Friday, August 28, 2009

As you guys already know, i went to London last Sunday and i spent 3 days and 2 nights there. It has been really fun and i enjoyed myself really much. its like all the things which has been bothering me are all gone! *puff!* and THEY ARE ALL GONE!!

Erm..today...i kinda wasted my time, since i've been doing alot of ''RECORDING'' this afternoon...haha..sounds professional..as if im a singer or what?! haha...no..im not a singer, i definitely cant sing..but i love singing very much. especially MJ's songs. The lyrics are all in my mind now..name it and i'll sing it for you! so...we did some recordings using my laptop's webcam audio recorder, then with the accompaniment of the organ, we sang ''man in the mirror'' and ''heal the world'' ...it was fun recording it...when ur done with the recording, you feel so eager to listen back what you've just recorded... seriously i dont get why my voice sounds different when its being recorded! i mean it shouldnt sound like that! i sound younger..its like kids who are aorund the age of 12 or 13. but im already 16 going on 17 ..i shouldnt be hving this kinda voice......
it was weird really.

after my sis left to work, i was all alone in the room, then again, i continued my recordings..i was recording ''i want you back'' by the jacksons 5, and ''the love you save'' also, by the jacksons 5. i love their songs. its so soothing and enjoyable when ur singing it.. well of coz la...Michael Jackson-- the greatest entertainer who's ever lived. feels so sad bout this death.. i always wonder who can be that evil to kill him! but in real life, i know that MJ is quite a sad, lonely and vulnerable man. i just think he should be grateful of what he already have! he has the whole neverland ranch which is basically his K-I-N-G-D-O-M. and he has kids to accompany him, n he definitely have friends like elizabeth taylor and uri geller. i dont get why does he always feel that he's alone and lonely. i just dont get it! i hate the fact that he doesnt appreciate things and he abuse himself by taking drugs. he should know people love him so much..thousands millions n billions of friends love him and could just DO ANYTHING for him. but he chose to be abusive towards himself....going for uncountable times of surgeries just to get his nose right, bleaching his skin.. i mean come on...he's alreayd very good looking during his ''bad'' era...he shouldnt be doing that coz he's making ME! and everybody sad!

_SOURCE EXCERPT_.
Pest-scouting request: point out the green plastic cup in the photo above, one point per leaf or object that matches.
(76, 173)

_CHALLENGE 1_. According to the blog post, how long did the writer stay in London?
_CHALLENGE 2_. Quote the blog post starting with "Erm..today...i kinda wasted" and going on through "this kinda voice......".

_COMPLETE RESPONSE 1_. The writer spent 3 days and 2 nights in London.

_COMPLETE RESPONSE 2_.
Erm..today...i kinda wasted my time, since i've been doing alot of ''RECORDING'' this afternoon...haha..sounds professional..as if im a singer or what?! haha...no..im not a singer, i definitely cant sing..but i love singing very much. especially MJ's songs. The lyrics are all in my mind now..name it and i'll sing it for you! so...we did some recordings using my laptop's webcam audio recorder, then with the accompaniment of the organ, we sang ''man in the mirror'' and ''heal the world'' ...it was fun recording it...when ur done with the recording, you feel so eager to listen back what you've just recorded... seriously i dont get why my voice sounds different when its being recorded! i mean it shouldnt sound like that! i sound younger..its like kids who are aorund the age of 12 or 13. but im already 16 going on 17 ..i shouldnt be hving this kinda voice......